--- Given exercise ---
Every line from the one with "Please place a point on the tilted" through the end of the records below should be restated word for word, and nothing outside that span.

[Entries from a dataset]
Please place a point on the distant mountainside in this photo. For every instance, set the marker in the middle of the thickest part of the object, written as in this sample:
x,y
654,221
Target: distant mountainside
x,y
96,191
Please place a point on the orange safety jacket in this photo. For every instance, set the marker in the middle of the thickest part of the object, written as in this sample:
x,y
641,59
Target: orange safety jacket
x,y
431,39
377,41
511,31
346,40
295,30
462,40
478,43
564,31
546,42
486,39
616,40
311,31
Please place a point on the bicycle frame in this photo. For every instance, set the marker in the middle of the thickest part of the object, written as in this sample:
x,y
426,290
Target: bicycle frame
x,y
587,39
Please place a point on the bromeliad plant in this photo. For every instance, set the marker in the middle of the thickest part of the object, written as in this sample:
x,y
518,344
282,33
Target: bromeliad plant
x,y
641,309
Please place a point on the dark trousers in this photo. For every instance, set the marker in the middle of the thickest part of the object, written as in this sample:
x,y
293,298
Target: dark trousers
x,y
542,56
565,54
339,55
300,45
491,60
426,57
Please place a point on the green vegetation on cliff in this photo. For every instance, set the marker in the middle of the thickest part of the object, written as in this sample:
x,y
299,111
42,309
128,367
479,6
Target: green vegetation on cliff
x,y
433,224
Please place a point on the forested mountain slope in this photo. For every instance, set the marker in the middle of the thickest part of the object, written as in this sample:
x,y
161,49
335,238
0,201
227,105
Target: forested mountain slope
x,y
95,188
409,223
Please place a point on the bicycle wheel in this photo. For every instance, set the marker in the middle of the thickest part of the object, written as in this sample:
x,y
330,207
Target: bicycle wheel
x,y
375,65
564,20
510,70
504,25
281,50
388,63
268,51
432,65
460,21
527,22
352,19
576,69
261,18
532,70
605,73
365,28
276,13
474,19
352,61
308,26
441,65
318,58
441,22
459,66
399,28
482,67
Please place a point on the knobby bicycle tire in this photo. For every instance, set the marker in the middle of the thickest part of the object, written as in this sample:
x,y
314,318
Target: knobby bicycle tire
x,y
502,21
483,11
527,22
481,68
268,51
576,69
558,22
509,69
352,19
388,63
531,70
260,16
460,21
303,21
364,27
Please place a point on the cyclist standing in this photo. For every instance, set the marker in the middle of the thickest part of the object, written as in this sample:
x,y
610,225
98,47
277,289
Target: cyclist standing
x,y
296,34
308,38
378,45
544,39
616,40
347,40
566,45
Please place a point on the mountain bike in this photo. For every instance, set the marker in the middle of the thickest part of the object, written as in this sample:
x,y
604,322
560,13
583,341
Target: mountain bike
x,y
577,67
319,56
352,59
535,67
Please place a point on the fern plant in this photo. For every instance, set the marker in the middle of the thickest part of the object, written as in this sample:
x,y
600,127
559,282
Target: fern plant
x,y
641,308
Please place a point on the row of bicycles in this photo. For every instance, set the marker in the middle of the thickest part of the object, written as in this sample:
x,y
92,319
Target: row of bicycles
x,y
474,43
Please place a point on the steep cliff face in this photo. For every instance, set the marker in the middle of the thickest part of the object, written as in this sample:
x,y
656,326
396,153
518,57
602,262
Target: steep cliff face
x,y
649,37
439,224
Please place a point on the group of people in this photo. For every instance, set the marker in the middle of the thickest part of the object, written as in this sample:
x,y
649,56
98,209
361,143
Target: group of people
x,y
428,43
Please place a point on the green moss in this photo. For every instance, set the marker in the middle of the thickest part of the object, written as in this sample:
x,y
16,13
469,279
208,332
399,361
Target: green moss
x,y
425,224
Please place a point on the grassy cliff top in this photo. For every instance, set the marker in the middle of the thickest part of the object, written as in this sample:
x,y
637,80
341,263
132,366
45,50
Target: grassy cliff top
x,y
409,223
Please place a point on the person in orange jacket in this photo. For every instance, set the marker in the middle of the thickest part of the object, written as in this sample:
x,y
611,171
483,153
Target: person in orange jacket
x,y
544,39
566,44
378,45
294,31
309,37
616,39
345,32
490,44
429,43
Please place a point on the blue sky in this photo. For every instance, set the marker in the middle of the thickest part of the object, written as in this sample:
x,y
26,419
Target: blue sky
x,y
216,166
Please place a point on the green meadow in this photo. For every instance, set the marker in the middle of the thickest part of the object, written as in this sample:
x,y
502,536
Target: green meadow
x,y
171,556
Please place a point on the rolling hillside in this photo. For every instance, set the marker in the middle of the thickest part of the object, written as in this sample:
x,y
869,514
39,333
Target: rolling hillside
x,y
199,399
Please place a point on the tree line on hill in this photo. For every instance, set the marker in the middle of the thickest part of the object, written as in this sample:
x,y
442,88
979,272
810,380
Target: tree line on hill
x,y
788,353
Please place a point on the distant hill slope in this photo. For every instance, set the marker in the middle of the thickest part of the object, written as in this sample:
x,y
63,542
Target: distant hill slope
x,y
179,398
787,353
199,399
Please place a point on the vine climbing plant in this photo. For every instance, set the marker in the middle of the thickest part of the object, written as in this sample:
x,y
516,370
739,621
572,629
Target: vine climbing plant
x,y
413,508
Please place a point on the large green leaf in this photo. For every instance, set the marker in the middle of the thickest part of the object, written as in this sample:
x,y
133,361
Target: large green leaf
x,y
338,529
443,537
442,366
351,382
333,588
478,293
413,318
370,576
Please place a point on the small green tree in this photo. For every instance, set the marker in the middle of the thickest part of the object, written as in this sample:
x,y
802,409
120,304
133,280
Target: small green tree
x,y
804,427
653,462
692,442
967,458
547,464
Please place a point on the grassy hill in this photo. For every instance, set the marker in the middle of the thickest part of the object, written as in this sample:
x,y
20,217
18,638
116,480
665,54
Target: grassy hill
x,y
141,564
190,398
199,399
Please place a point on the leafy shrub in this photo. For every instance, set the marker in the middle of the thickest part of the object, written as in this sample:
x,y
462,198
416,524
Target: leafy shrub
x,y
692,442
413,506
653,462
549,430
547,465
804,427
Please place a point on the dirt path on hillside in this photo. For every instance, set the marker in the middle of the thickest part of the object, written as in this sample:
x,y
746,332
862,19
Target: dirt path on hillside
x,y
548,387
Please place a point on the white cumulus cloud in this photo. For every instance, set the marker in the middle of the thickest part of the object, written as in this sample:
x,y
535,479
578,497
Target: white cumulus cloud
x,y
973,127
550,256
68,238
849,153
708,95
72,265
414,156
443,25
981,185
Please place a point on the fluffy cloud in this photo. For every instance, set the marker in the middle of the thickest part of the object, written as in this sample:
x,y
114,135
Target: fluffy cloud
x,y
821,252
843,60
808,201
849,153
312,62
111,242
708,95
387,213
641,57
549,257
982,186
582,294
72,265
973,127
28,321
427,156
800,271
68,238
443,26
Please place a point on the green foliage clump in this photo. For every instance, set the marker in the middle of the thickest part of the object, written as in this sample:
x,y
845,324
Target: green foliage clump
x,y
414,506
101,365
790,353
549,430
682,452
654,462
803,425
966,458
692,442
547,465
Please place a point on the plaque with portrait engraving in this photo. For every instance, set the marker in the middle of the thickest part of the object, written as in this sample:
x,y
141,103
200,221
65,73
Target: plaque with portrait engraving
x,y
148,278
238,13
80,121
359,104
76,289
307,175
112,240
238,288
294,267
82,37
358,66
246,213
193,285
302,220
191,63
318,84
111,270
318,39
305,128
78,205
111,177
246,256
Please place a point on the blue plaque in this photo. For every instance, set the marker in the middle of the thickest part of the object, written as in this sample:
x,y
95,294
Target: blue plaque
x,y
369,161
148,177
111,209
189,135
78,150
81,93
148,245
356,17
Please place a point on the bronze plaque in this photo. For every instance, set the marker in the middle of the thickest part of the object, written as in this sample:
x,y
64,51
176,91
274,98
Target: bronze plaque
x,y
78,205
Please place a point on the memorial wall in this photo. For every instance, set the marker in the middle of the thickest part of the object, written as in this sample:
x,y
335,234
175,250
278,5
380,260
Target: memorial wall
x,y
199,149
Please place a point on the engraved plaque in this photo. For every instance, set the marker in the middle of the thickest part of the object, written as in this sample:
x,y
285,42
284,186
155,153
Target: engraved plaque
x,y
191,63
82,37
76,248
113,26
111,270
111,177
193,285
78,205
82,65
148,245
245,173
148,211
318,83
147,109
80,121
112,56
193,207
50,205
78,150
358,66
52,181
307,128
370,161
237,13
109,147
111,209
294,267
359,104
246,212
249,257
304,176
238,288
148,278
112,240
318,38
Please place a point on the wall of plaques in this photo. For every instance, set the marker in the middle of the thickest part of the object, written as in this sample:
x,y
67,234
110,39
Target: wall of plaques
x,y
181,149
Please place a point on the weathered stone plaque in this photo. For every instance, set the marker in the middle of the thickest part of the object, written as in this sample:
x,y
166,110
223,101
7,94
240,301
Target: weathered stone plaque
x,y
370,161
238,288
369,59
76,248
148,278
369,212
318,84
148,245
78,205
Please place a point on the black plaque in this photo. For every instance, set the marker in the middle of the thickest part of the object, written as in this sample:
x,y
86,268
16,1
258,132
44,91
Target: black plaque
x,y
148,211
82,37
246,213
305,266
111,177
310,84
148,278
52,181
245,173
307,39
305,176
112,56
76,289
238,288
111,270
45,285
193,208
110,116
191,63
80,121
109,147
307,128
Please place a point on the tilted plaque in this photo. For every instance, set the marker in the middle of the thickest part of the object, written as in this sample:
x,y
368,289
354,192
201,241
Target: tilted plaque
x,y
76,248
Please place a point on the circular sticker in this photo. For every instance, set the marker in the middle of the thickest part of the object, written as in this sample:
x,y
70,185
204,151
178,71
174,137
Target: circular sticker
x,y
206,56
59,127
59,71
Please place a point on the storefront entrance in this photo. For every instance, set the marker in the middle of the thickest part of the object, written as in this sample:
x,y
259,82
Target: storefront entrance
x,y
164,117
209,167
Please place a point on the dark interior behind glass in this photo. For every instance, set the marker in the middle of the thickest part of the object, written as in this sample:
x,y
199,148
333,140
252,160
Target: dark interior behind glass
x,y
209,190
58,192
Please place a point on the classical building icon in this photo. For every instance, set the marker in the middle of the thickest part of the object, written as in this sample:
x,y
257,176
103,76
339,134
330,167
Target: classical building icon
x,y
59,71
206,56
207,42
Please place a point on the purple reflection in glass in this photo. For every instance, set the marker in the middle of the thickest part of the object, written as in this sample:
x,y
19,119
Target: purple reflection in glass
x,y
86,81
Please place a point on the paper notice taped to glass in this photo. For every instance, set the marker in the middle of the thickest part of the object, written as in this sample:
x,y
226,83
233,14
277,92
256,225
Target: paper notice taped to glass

--- Output of the exercise ---
Please place a point on the tilted plaque in this photo. For every instance, set the marker in the middle of the thickest part of the object, written as in this sample:
x,y
368,289
354,192
201,241
Target: tilted plaque
x,y
76,248
Please place a point on the circular sticker in this photo. For every instance, set the marker in the middle of the thickest part of the object, written as in this sample:
x,y
70,185
204,151
178,71
174,137
Target: circular sticker
x,y
206,56
59,127
59,71
Please place a point on the storefront entrance in this photo. For every instance, set the marker in the middle of the thickest part of the object, written as in this sample:
x,y
259,82
Target: storefront entrance
x,y
164,117
209,167
Please place a point on the dark interior behind glass in this photo. For every instance, set the marker in the middle of the thickest part of the object, written as in this sample:
x,y
199,148
333,140
252,160
Target: dark interior behind glass
x,y
209,190
58,192
Please place a point on the classical building icon in this photo. For every instance, set the marker in the middle of the thickest part of the object, written as in this sample:
x,y
257,176
103,76
339,134
330,167
Target: classical building icon
x,y
59,71
206,56
207,42
Please place a point on the purple reflection in glass in this photo. For every instance, set the marker in the middle of the thickest part of the object, written as in this sample:
x,y
19,119
Target: purple reflection in glass
x,y
86,81
Please place a point on the paper notice taped to glass in this photo. For every instance, set the marker in the middle of the thickest part of the object, written as in this sample:
x,y
226,83
233,14
277,92
256,225
Target: paper notice taped to glass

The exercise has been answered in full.